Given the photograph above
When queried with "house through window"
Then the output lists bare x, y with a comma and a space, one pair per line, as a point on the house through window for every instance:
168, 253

────────────────────

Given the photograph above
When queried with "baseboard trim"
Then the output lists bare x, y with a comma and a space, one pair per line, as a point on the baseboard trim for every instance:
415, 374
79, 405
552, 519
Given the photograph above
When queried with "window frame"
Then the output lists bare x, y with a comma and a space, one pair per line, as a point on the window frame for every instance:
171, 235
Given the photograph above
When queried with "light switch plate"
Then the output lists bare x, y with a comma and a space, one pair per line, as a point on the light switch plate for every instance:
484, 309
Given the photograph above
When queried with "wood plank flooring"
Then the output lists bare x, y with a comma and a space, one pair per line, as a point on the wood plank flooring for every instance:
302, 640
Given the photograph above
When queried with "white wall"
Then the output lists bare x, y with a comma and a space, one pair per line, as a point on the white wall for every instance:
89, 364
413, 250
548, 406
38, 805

────────────────────

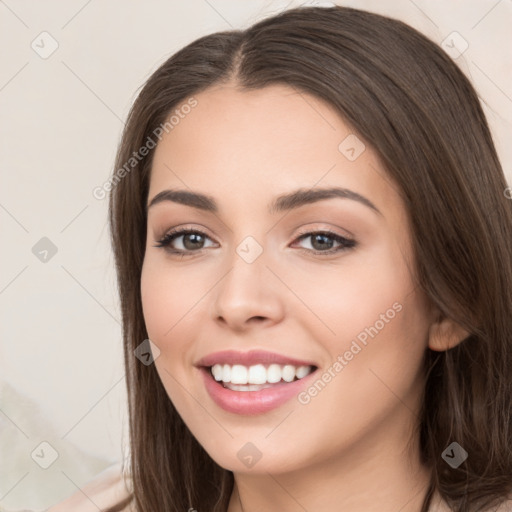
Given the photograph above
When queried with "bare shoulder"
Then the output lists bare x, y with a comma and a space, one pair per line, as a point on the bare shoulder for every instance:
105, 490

────────────────────

Task objective: If a line in the data above contains "queried", return that line.

Exercise response:
When queried with "house through window"
When queried with "baseboard trim"
When queried with "window frame"
When queried with "light switch plate"
When queried with "wood plank flooring"
When queried with "white wall"
When queried with "bare shoulder"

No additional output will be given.